> **What is expected**
Carry the forum post on Napai's imperial defenses further, picking up after its final numbered item.

> **Document**
··········

Jade Imperium - NQOOC (Not Quite OOC)

Admiral Duck Sauce 2008-01-17 20:30:20
To that end, you have to make your meeting on Aikoro (at the very least). Your contact here is just a no-name recruiter.
Admiral Duck Sauce 2008-02-06 14:43:50
Since it might come up later and this thread is more metagamey, I figured I'd post the Napai security stuff here:

Imperial Defenses
1. Outsystem gates (2): Each outsystem gate lies several hours' travel from Napai. Napai's star system is home to many space stations - bureaucratic, martial, mercantile, and scientific. The outsystem gates are the only ones authorized for general civilian travel. There is a needleship (the Immaculate Monarch and the Imperious Leader) at standoff distance from each gate - close enough to hit newcomers, but far enough away to have a chance to intercept blockade runner tactics and to scramble fighters. Every unscheduled ship in the system is escorted by a pair of interceptors. Imperial vessels transmitting proper codes are allowed through without interceptor cover. Note: the assault ship apparently has these proper codes, but they're linked to it's designation V889 Solitary Hunter. Once in-system, you're given another auth-code for the duration of your flight and are required to broadcast it.

2. Planetary Defense Fleet: Three Needleships, the Heavenly Sword, the Invincible Overlord, and the Emperor's flagship, the Vidas Lam, orbit Napai. Wings of interceptors fly constant CAP, and assault frigates take up any slack. It is common for human cargo to constantly be coming and going from Napai, although it is not a terribly industrial world. It's a bureaucratic, cultural, and habitation world. At any rate, failure of ANY ship to transmit authorization codes typically results in lots of yelling, boarding, and possibly being shot down. Traffic patterns are heavily enforced.

3. Akwhela's Eye: The Imperial version of the Pentagon sits in high orbit. It is a massive space station the size of Delaware. It enshrouds the primary orbital gate and acts as Customs. Ships coming from outsystem or arriving via the Eye are scanned and boarded if necessary. The Eye is one of the only orbital gates that can block the ring. They keep the ring blocked, only allowing communication, not transport, until authorization codes are transmitted. As a military vessel, the assault ship's codes will work on the Eye but they definitely will be close enough to see if you, say, rigged the Morningstar with a new transponder.

4. Napai has two space elevator/orbital gate stations. They sit lower in orbit than the Eye, and are ONLY used for outbound traffic. One sprouts right from the City itself, while the other one is on the opposite side of the equator.

5. Skimmers: Once inside Napai's atmosphere, the Akwhela's Wings monitor the vast holdings of the Imperial City from the air.

6. Killdrones: Unauthorized or deviant flight patterns prompt swift response from surface-based drone accelerators.

··········

[Records pointing to named objects]
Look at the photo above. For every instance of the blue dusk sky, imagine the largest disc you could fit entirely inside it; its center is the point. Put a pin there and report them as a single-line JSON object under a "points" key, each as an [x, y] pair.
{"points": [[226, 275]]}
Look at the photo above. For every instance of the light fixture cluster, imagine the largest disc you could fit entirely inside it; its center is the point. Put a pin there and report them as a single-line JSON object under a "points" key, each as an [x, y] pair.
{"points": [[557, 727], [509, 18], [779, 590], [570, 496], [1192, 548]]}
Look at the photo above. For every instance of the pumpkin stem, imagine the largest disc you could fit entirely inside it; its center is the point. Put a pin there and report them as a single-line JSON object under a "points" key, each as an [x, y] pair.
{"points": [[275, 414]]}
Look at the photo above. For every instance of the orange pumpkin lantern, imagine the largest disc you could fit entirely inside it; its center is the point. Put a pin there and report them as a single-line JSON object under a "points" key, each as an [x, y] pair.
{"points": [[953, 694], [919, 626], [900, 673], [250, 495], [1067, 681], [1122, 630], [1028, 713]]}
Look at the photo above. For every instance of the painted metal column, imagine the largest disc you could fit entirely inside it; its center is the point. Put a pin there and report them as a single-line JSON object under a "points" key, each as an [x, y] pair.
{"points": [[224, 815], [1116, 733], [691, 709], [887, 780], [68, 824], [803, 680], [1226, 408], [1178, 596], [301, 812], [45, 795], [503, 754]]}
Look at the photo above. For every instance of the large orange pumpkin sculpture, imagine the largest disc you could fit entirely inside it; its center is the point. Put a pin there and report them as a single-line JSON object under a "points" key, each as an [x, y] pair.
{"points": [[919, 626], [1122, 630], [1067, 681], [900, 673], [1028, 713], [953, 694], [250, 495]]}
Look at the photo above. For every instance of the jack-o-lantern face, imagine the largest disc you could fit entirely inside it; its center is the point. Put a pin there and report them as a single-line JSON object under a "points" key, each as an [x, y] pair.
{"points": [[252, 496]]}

··········

> **Result**
7. Defense Grid: Beam emplacements are capable of striking vessels in low orbit and shooting down enemy drones or projectiles.

8. Security drones: The Imperial City is littered with thousands of ensconced security drones. Armed with neutron beamers (the only drone variant to be so armed), the drones act as the City's security monitors. It is rumored that the Emperor himself can control the drones and link through any number of their sensors.

9. Sensors and sniffers: Sensors integrated within the Imperial City detect energy spikes from weapons fire.

10. Turai: There is no lack of Turai in the City.

You'll note that there is no information on the smaller Gateways. No doubt they exist, but the information here mostly pertains to security measures taken for space vehicles.
e of pi 2008-02-19 07:21:11
This is more of a technical question post, so I figured I'd include it here rather than the main OOC thread. A few propositions about Gate mechanics, and other technical stuff.

First, a question that's been bugging me. Imagine a Gate pair, with one Gate on a flatbed train car moving at 20.0 m/s and the other mounted on stationary ground. Say I toss a ball into the stationary gate (at 2.0 m/s) so that it will come out towards the direction of the flatbed's travel. What is it's exit velocity? Will it have the same velocity relative to the ground (still 2.0 m/s) or rather instead the same velocity relative to the Gate (2.0 relative to Gate is velocity relative to ground of 2.0 (ball v)+ 20.0 (Gate v)= 22.0m/s relative to ground)? It's been bugging me, because if one were to substitue and orbital Gate for the flatcar Gate, it could be the difference between being able to toss a ball into a Gate and having it be in orbit with the Gate, or having it be basically stationary, and thus fall out of the sky.

Similaryly, if I were to instead stand on the flatbed, facing to the "rear," and toss the ball forwards with a velocity of 2.0 m/s relative to the gate (18 m/s relative to the ground, -2.0 relative to Gate), what would it's velocity be when it comes out? 18 m/s? -2.0 m/s? The last seems a bit ridiculous, so I guess it would be 18. Thus, I propose that it must be V relative to the gate that matters. Not really a big deal, but I makes possible a few things, like putting a Gate in the Shuttle's hold and putting it in orbit, then just shoving a few pressure-capable module through and all of a sudden: Poof! Instant space station. Convenient for, say, building one's own space fleet, or simply going to the moon. Launching a spacecraft is a lot of the cost of using one, just look at the Shuttle. One reason we don't fly it as often as it was originally spec'd to be is we don't feel like paying all the cash it would cost to keep getting the things ready to fly in the first place. Imagine if all it took to go to the moon was the capsule, the LEM, and the service Module's engine [all it takes once earth orbit is attained, really] instead of the whole Saturn V stack. I'd say space would suddenly get verrrry interesting for a lot of people. Ditto for all that nice, pre-chunkified ore in the asteroid belt. Send up one unmanned probe with a Gate, and it's as accessable as your local quarry. Water shortage? Saturn's rings are basically bunches and bunches of dirty ice balls. Grab a few, bring 'em home. Overpopulation? I hear property values are good on the shores of the Sea of Tranquility...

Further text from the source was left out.